> Text provided
****************************************
By Steve Birr
Iceland’s medical professionals are calling electronic cigarettes a “blessing,” crediting alternative technologies for the country’s plummeting smoking rate.
Iceland does not currently have specific policies regulating or restricting vaping devices, giving the country’s smoking population full access to the harm reduction products. Roughly 14 percent of Iceland’s adult population identified as smokers in 2014, but that share has since fallen to only nine percent, according to The Reykjavik Grapevine.
Guðmundur Karl Snæbjörnsson, a doctor in the country, says vaping is largely responsible for the roughly 40 percent decline in smoking since 2014. Alternative smoking technologies are “a great blessing” for public health, Guðmundur said.
“Smoking has been falling like a rock like we’ve never seen before,” Guðmundur added, according to The Reykjavik Grapevine. “The biggest contributing factors have been mouth tobacco and vaping, which have clearly been wiping smoking out.”
Combustible cigarette sales fell 50 percent between 2008 and 2017 as vaping popularity increased. Roughly 20,000 Icelanders are estimated to use an e-cigarette on a daily basis.
Health officials in other countries continue to block access to the harm reduction products, and progress on reducing smoking rates is suffering as a result.
****************************************
> Data extracts
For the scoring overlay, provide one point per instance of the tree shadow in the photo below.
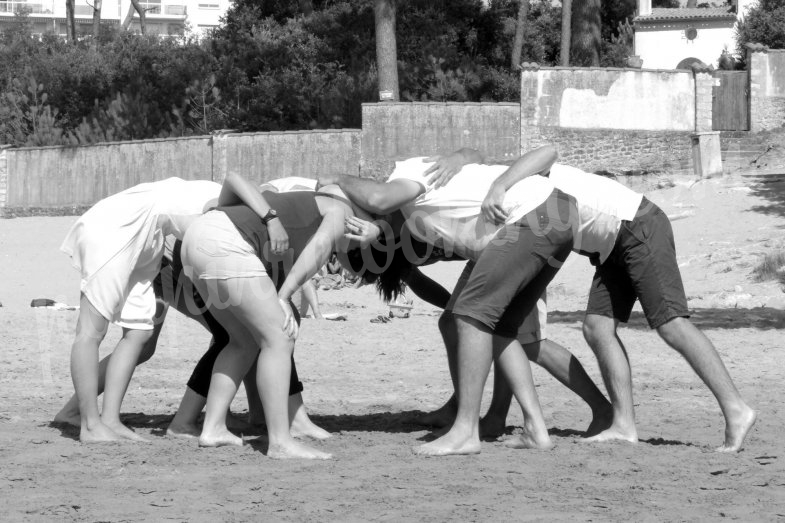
(770, 187)
(762, 318)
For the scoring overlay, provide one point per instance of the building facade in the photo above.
(163, 17)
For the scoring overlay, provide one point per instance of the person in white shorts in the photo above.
(117, 247)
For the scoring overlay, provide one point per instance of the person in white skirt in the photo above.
(117, 247)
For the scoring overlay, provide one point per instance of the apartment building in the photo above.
(163, 17)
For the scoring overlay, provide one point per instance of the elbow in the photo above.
(378, 203)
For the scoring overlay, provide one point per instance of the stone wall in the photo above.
(395, 131)
(608, 98)
(617, 151)
(767, 88)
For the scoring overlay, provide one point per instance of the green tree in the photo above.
(764, 24)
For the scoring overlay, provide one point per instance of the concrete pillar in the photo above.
(530, 91)
(3, 177)
(704, 82)
(706, 154)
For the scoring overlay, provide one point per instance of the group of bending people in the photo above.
(233, 256)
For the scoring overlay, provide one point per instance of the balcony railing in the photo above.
(11, 6)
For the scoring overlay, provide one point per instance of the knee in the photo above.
(597, 330)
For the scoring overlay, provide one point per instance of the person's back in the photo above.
(602, 205)
(450, 217)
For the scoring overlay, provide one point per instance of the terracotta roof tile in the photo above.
(687, 13)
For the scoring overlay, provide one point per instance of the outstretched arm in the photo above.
(534, 162)
(373, 196)
(237, 190)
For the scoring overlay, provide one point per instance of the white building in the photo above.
(163, 17)
(669, 37)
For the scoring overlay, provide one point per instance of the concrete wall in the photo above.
(616, 120)
(50, 179)
(767, 89)
(267, 156)
(663, 45)
(595, 98)
(394, 131)
(78, 176)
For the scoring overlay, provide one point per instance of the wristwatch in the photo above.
(271, 215)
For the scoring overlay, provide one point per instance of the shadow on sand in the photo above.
(763, 318)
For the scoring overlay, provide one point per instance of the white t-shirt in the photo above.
(450, 217)
(602, 205)
(292, 183)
****************************************
> Activities
A) Echo the article on smoking in Iceland, everything from "Iceland does not" down to "percent, according to The Reykjavik Grapevine.".
B) List every percentage figure given in the article on smoking in Iceland.
C) Please go on with the article on Iceland's falling smoking rate, picking up after its final sentence.

> Answer set
A)
Iceland does not currently have specific policies regulating or restricting vaping devices, giving the country’s smoking population full access to the harm reduction products. Roughly 14 percent of Iceland’s adult population identified as smokers in 2014, but that share has since fallen to only nine percent, according to The Reykjavik Grapevine.

B) 14 percent, nine percent, 40 percent, 50 percent

C)
A major cancer group in Australia is advising smokers to ignore overseas research on electronic cigarettes and to stay away from vaping until regulators can get the “whole picture” of its impact. Cancer Council Australia claims there is “convincing evidence” nicotine vape usage leads to the use of combustible cigarettes, warning smokers in the country to be be wary of the devices if they are trying to quit.
Health officials largely ignore the massive decline of adult smoking in countries like Iceland and the United Kingdom.
Therapeutic Goods Administration classifies liquid nicotine as a poison, while vapor devices themselves are legal in the country. Cigarettes meanwhile remain legal, and the smoking rate decline in Australia has plateaued due to the restricted access to alternative technologies.